Entries taken from a collection:
*****

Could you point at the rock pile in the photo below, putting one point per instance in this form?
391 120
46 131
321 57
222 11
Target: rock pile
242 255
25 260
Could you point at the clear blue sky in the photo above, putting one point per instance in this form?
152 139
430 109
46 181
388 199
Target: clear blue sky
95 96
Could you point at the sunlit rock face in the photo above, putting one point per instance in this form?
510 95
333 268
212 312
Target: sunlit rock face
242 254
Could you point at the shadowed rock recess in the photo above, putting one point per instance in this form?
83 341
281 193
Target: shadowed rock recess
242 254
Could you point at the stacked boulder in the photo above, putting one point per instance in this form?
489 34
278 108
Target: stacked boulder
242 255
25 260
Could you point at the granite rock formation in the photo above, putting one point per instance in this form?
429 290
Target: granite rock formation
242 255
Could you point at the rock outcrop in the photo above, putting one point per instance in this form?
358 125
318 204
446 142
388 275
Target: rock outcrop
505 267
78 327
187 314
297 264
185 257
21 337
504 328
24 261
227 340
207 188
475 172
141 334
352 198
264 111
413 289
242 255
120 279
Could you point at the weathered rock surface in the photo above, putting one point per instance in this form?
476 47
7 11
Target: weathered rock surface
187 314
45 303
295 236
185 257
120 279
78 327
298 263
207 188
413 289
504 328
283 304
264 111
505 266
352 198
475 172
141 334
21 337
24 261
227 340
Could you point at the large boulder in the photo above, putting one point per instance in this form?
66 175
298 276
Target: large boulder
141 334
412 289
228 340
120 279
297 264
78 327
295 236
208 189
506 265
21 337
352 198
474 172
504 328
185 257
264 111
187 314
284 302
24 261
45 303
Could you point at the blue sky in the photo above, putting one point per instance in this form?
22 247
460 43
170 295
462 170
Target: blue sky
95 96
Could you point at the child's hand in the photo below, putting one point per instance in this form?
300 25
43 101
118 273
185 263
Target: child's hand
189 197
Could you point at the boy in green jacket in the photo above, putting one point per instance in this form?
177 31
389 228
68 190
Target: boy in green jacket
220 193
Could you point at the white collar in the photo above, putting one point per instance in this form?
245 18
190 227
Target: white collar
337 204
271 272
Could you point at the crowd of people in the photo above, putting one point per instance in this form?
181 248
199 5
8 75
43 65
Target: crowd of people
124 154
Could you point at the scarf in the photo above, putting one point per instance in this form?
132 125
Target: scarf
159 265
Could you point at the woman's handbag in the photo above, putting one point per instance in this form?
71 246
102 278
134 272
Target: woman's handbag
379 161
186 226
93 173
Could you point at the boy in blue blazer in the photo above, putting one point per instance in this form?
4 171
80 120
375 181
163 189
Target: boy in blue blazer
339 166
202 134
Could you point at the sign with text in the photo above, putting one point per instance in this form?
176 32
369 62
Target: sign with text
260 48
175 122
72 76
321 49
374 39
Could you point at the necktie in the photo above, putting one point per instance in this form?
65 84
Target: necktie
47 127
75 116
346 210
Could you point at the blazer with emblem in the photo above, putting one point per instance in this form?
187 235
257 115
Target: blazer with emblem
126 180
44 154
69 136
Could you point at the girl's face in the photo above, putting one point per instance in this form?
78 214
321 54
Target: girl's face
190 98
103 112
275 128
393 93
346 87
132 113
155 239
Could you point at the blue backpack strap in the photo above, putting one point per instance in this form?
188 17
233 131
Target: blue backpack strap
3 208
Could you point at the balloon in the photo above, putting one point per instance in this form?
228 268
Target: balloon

*****

» **PROBLEM TO SOLVE**: Counting every line of the records above that has the word "balloon", state the total and give nothing besides it.

» **ANSWER BELOW**: 2